Exercise directions:
In the mailing-list reply on fast GiST builds, what is proposed to go into the non-leaf keys so that GiST indexes could be maintained in a B-tree-like manner?

-- START Excerpt to read --

Re: Yet another fast GiST build

From: Alexander Korotkov <a(dot)korotkov(at)postgrespro(dot)ru>
To: Peter Geoghegan <pg(at)bowt(dot)ie>
Cc: Andrey Borodin <x4mmm(at)yandex-team(dot)ru>, Darafei Komяpa Praliaskouski <me(at)komzpa(dot)net>, pgsql-hackers <pgsql-hackers(at)postgresql(dot)org>
Subject: Re: Yet another fast GiST build
Date: 2019-08-30 03:21:55
Message-ID: CAPpHfdvYhZsKWaE3M2QTWcFPJsKxFKTWFkp4+5VE9z9ug+M3jw@mail.gmail.com
Views: Raw Message | Whole Thread | Download mbox | Resend email
Thread:
Lists: pgsql-hackers

On Fri, Aug 30, 2019 at 2:34 AM Peter Geoghegan <pg(at)bowt(dot)ie> wrote:
> On Thu, Aug 29, 2019 at 3:48 PM Alexander Korotkov
> <a(dot)korotkov(at)postgrespro(dot)ru> wrote:
> > > As you can see, Z-order build is on order of magnitude faster. Select performance is roughly the same. Also, index is significantly smaller.
> >
> > Cool! These experiments bring me to following thoughts. Can we not
> > only build, but also maintain GiST indexes in B-tree-like manner? If
> > we put Z-value together with MBR to the non-leaf keys, that should be
> > possible. Maintaining it in B-tree-like manner would have a lot of
> > advantages.
>
> I'm not an expert on GiST, but that seems like it would have a lot of
> advantages in the long term. It is certainly theoretically appealing.

-- END Excerpt to read --
-- START Information shown --

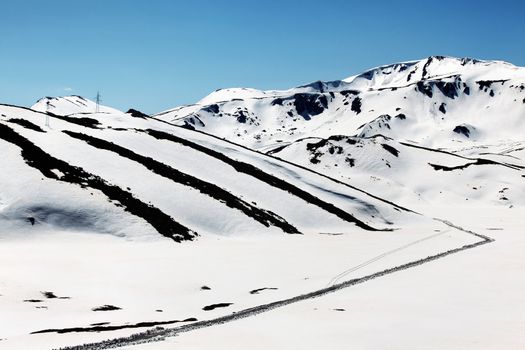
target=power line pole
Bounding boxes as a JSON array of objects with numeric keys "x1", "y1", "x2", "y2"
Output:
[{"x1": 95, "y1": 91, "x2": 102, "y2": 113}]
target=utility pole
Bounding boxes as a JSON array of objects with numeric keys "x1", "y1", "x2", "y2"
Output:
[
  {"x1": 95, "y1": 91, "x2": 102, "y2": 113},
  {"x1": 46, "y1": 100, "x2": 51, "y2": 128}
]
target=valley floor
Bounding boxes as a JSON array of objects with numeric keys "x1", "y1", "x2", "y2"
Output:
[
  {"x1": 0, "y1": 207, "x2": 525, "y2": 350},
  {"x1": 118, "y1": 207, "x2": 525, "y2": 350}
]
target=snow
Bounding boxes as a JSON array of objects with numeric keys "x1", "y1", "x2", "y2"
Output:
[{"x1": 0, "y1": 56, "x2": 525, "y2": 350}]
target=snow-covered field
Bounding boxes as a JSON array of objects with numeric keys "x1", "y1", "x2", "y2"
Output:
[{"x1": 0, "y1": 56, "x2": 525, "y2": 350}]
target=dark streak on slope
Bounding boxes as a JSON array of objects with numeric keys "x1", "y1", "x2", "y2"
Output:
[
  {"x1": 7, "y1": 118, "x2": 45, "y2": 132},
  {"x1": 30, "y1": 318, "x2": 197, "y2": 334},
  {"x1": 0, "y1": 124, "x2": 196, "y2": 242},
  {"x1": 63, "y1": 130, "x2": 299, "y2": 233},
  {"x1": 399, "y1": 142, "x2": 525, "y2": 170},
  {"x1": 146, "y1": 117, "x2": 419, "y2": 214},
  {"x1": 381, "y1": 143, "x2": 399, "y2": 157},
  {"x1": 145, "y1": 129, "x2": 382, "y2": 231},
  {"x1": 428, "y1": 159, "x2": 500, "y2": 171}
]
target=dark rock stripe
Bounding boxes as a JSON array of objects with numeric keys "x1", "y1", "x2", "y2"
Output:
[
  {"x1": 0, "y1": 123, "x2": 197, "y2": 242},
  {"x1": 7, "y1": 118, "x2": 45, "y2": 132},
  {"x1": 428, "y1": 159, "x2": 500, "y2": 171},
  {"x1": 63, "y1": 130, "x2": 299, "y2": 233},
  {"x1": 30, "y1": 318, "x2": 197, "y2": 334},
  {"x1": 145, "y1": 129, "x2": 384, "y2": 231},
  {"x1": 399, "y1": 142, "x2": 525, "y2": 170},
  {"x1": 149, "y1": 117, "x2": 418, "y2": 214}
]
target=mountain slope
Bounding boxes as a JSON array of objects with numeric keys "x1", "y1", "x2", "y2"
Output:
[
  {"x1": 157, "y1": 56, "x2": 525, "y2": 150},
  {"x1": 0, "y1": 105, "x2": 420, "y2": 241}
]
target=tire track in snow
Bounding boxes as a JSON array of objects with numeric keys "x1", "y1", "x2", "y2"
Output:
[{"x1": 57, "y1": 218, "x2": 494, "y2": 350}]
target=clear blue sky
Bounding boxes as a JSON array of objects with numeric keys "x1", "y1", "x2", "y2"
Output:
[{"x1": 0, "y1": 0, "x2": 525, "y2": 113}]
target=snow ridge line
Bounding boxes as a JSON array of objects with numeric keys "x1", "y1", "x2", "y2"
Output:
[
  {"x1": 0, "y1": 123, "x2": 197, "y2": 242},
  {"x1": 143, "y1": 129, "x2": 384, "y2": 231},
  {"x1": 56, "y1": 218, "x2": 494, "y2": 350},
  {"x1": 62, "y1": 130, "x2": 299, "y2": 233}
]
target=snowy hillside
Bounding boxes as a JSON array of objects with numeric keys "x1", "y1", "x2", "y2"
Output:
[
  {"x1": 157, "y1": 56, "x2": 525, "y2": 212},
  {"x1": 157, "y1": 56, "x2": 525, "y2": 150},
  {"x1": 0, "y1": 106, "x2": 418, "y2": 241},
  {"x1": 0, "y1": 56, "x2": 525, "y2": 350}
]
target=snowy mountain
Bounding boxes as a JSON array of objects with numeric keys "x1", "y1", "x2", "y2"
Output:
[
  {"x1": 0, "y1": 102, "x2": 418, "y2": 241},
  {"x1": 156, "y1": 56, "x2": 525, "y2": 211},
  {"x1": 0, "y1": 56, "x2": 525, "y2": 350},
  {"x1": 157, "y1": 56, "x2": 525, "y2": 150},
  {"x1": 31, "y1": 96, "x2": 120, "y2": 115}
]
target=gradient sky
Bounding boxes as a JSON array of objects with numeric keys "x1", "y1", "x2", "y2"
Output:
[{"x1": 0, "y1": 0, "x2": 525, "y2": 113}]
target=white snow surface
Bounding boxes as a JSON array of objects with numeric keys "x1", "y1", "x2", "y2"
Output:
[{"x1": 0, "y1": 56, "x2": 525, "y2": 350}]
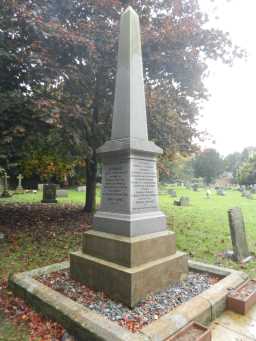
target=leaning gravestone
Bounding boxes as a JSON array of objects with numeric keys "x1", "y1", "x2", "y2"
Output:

-- END Information shown --

Solution for this exercise:
The Z-value together with the MBR.